» **What you will do**
Copy out the text on race strategy at the 2013 Brazilian Grand Prix in full, word for word.

The Brazilian Grand Prix ended the 2013 season on a high note, with an exciting race, which was a real journey into the unknown for the drivers and...

The Brazilian Grand Prix ended the 2013 season on a high note, with an exciting race, which was a real journey into the unknown for the drivers and strategists because it was a dry race that came at the end of a wet weekend.

The Pirelli medium and hard compound tyres were selected for the weekend, but the first time they came out of the tyre blankets was as the cars went to the grid.

This made for an interesting race, where teams had to feel their way as the race unfolded, with no data on tyre wear or degradation and a persistent threat of rain, which fell lightly in the final third of the race, but never enough to necessitate a move to intermediate tyres.

Key strategy decisions had a bearing on the outcome.

Pre-race expectations

As the race approached it was dry and the forecast suggested that there was a 40% chance of rain before the start with a 60% chance of rain during the race.

Most teams were planning on doing two stops, with a first stint on the faster medium tyre, but from there it was about guesswork and instinct whether to do two stints on hard or one on each. The simulations suggested that the medium would be around 0.4s per lap faster than the hard, so on paper two stints on that tyre should be faster.

Simulations showed that two stops was five seconds faster than three stops. IN the end only four drivers did three stops, none among the leaders.

As it had rained all weekend, everyone had all new sets of dry tyres for the race.

There were a couple of threats; one was of graining of the tyres, where the rubber shears off the top surface of the tyre, due to the track being clean with no rubber down on the asphalt. This would be a phase, which would probably clear after a few laps.

The other was getting the wrong tyre pressures; too much pressure and the tyres would warm up quickly, then suffer loss of performance, too little tyre pressure and they might never get into the optimum temperature window.

» **Record list**

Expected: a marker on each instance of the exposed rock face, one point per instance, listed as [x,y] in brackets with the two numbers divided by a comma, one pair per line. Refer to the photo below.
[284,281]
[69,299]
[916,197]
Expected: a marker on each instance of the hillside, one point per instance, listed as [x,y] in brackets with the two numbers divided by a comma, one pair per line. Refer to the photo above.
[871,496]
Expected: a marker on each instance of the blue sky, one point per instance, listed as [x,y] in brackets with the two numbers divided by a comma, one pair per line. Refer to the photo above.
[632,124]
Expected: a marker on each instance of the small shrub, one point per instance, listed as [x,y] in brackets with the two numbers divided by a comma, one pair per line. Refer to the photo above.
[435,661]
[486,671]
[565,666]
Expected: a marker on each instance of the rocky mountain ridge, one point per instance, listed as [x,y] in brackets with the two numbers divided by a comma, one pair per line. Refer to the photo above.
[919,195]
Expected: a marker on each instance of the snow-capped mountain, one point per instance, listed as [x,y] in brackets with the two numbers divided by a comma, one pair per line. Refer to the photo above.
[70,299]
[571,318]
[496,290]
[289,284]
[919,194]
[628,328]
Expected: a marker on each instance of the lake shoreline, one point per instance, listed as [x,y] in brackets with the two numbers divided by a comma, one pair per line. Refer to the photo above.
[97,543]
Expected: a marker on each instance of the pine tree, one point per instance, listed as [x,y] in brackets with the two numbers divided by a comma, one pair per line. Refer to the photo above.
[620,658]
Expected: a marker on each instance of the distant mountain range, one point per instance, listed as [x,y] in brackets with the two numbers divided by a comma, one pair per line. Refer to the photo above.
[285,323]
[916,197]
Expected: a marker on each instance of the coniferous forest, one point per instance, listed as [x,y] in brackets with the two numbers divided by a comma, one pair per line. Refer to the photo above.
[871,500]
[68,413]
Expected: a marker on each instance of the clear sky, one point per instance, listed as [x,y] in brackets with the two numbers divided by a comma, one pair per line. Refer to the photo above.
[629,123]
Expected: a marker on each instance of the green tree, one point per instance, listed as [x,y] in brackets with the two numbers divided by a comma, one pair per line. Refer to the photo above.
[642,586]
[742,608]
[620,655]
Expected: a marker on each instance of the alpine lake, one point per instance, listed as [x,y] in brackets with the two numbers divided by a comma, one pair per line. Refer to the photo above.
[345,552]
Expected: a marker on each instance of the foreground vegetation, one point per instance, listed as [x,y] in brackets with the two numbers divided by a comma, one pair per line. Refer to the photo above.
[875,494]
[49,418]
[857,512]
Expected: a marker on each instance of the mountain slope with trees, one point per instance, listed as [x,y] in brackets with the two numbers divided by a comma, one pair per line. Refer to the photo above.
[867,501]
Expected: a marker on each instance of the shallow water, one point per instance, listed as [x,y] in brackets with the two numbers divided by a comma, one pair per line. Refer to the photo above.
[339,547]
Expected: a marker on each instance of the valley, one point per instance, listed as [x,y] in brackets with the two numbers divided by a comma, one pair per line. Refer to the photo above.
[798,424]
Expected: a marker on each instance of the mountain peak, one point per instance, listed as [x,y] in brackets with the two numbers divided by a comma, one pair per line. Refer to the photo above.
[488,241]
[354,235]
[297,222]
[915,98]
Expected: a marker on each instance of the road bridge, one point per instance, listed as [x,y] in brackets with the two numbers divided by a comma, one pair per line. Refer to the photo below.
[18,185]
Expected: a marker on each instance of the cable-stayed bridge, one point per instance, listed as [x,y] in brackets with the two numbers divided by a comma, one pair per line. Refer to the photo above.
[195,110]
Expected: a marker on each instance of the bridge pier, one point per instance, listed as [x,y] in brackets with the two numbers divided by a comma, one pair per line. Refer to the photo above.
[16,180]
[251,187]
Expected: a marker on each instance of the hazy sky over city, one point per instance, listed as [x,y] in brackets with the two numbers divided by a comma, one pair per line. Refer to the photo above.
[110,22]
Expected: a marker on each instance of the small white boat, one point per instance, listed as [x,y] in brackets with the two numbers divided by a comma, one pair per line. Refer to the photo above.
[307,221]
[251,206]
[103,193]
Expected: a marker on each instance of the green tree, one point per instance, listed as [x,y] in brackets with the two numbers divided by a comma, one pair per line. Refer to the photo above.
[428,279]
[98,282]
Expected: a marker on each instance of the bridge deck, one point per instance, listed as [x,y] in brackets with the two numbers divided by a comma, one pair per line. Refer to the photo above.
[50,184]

» **Written response**
The Brazilian Grand Prix ended the 2013 season on a high note, with an exciting race, which was a real journey into the unknown for the drivers and...

The Brazilian Grand Prix ended the 2013 season on a high note, with an exciting race, which was a real journey into the unknown for the drivers and strategists because it was a dry race that came at the end of a wet weekend.

The Pirelli medium and hard compound tyres were selected for the weekend, but the first time they came out of the tyre blankets was as the cars went to the grid.

This made for an interesting race, where teams had to feel their way as the race unfolded, with no data on tyre wear or degradation and a persistent threat of rain, which fell lightly in the final third of the race, but never enough to necessitate a move to intermediate tyres.

Key strategy decisions had a bearing on the outcome.

Pre-race expectations

As the race approached it was dry and the forecast suggested that there was a 40% chance of rain before the start with a 60% chance of rain during the race.

Most teams were planning on doing two stops, with a first stint on the faster medium tyre, but from there it was about guesswork and instinct whether to do two stints on hard or one on each. The simulations suggested that the medium would be around 0.4s per lap faster than the hard, so on paper two stints on that tyre should be faster.

Simulations showed that two stops was five seconds faster than three stops. IN the end only four drivers did three stops, none among the leaders.

As it had rained all weekend, everyone had all new sets of dry tyres for the race.

There were a couple of threats; one was of graining of the tyres, where the rubber shears off the top surface of the tyre, due to the track being clean with no rubber down on the asphalt. This would be a phase, which would probably clear after a few laps.

The other was getting the wrong tyre pressures; too much pressure and the tyres would warm up quickly, then suffer loss of performance, too little tyre pressure and they might never get into the optimum temperature window.